## Task description
Reproduce the article on bookkeeper embezzlement below word for word, from its byline through its final sentence.

## Document extract
* begin *

By  Don Coker: Banking & Economic Consultant

 

Every day, trusted bookkeepers of small and medium-sized businesses across this country embezzle millions of dollars from their employers. It is not unusual for these embezzlement schemes to last for fifteen years or so, and no one knows how many go completely undetected from beginning to end.

The country's banking system has built-in safeguards to help prevent and detect fraudulent activities, but often there is a breakdown in their implementation.

 

Common Types of Fraud

        Let's look at some of the more common forms these frauds take and how they can be prevented:     

        "Less Cash" Deposits
        A quick and easy way for a bookkeeper to pickup a little pocket change (even up to a few hundred dollars or more) is to deposit checks payable to the company into the company's bank account and show a "Less Cash" amount, which he or she pockets. How can this be prevented? It's very simple. A bank receiving a deposit for a corporate account should not allow any Less Cash deposits but rather should require that checks made out to the company be deposited into the company's account. Then a company check, signed by an authorized signer on the company's account, can be written for the required cash amount. And of course, any deposit endorsed "For Deposit Only" should only be deposited into the account of the payee, with no "Less Cash" disbursement. This type of fraud is easy to accomplish if the bank operates in a sloppy manner, but it is impossible to accomplish if the bank  follows industry standard banking practices and procedures.

        Forgery
         Check forgery, as it relates to small business bookkeeper fraud, can take several forms. A dishonest bookkeeper can forge the signature of an authorized signer on the account and write out a check to himself, to an accomplice, or to a fictitious name that the bookkeeper controls. A bold embezzler may even probe the bank's diligence by signing his or her own unauthorized name to a company check and use it to transfer funds to his or her own account or pay a bill. Avoiding check signature problems will be discussed later.

* end *

## Supplied entries
* begin *

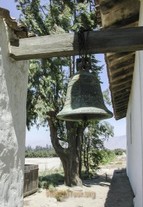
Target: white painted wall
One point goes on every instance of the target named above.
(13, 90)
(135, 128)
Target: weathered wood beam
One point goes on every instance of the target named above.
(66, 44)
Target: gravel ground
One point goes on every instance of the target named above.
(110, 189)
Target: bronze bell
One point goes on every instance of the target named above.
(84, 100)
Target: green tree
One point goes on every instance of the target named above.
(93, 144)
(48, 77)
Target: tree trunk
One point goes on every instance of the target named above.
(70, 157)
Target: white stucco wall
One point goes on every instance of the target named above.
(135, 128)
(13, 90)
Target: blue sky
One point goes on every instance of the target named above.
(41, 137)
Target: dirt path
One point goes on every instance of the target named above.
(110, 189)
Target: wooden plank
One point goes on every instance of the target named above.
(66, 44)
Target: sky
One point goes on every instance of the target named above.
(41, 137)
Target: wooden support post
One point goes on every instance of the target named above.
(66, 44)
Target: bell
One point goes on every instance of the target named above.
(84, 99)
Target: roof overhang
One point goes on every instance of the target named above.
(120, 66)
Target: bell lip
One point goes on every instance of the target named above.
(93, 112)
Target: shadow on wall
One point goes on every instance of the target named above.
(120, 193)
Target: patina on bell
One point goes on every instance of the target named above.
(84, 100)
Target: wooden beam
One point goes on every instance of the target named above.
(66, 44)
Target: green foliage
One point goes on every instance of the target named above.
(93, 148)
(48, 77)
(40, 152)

* end *
* begin *

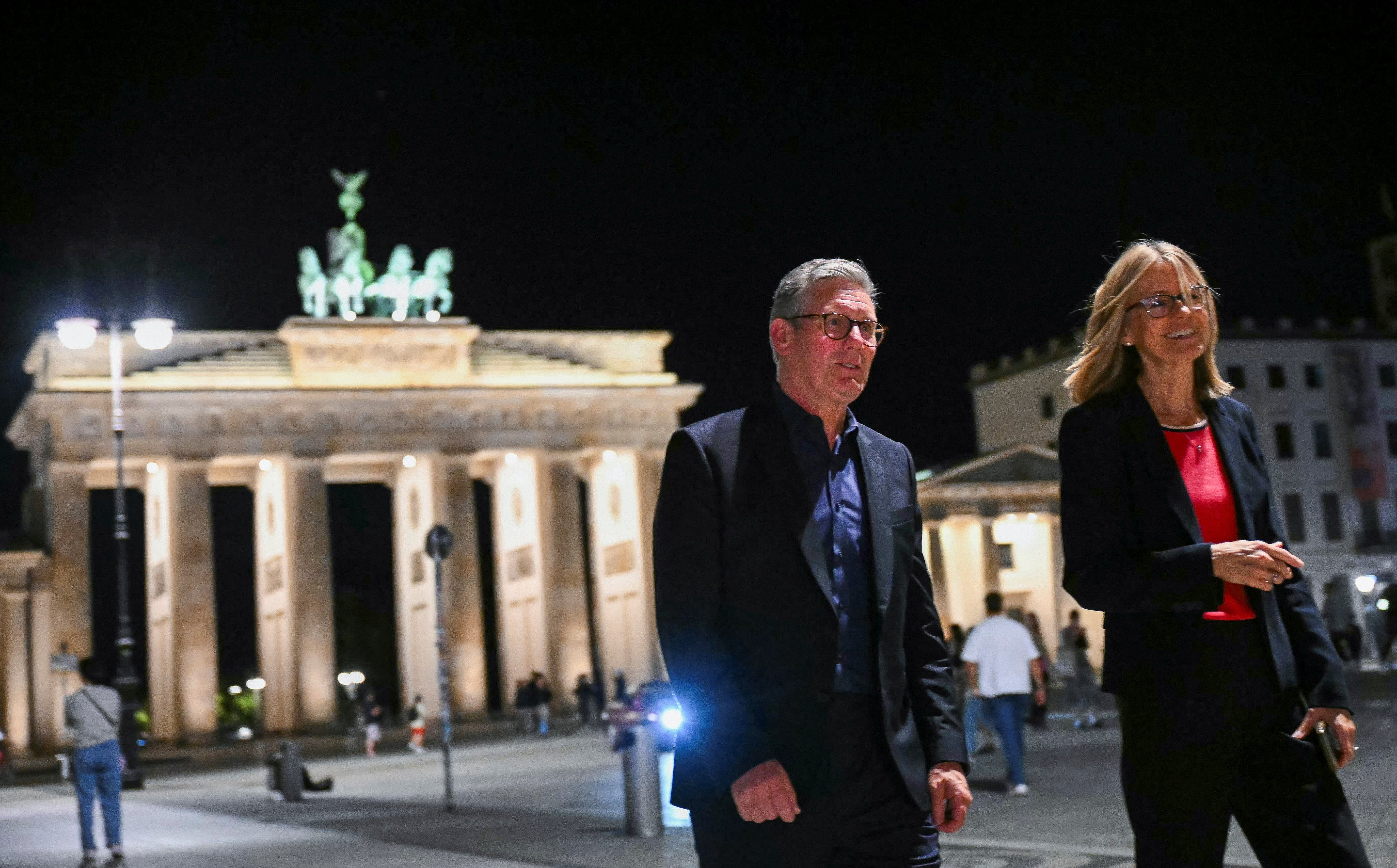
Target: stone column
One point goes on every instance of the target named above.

* end *

## Answer to this task
By  Don Coker: Banking & Economic Consultant

 

Every day, trusted bookkeepers of small and medium-sized businesses across this country embezzle millions of dollars from their employers. It is not unusual for these embezzlement schemes to last for fifteen years or so, and no one knows how many go completely undetected from beginning to end.

The country's banking system has built-in safeguards to help prevent and detect fraudulent activities, but often there is a breakdown in their implementation.

 

Common Types of Fraud

        Let's look at some of the more common forms these frauds take and how they can be prevented:     

        "Less Cash" Deposits
        A quick and easy way for a bookkeeper to pickup a little pocket change (even up to a few hundred dollars or more) is to deposit checks payable to the company into the company's bank account and show a "Less Cash" amount, which he or she pockets. How can this be prevented? It's very simple. A bank receiving a deposit for a corporate account should not allow any Less Cash deposits but rather should require that checks made out to the company be deposited into the company's account. Then a company check, signed by an authorized signer on the company's account, can be written for the required cash amount. And of course, any deposit endorsed "For Deposit Only" should only be deposited into the account of the payee, with no "Less Cash" disbursement. This type of fraud is easy to accomplish if the bank operates in a sloppy manner, but it is impossible to accomplish if the bank  follows industry standard banking practices and procedures.

        Forgery
         Check forgery, as it relates to small business bookkeeper fraud, can take several forms. A dishonest bookkeeper can forge the signature of an authorized signer on the account and write out a check to himself, to an accomplice, or to a fictitious name that the bookkeeper controls. A bold embezzler may even probe the bank's diligence by signing his or her own unauthorized name to a company check and use it to transfer funds to his or her own account or pay a bill. Avoiding check signature problems will be discussed later.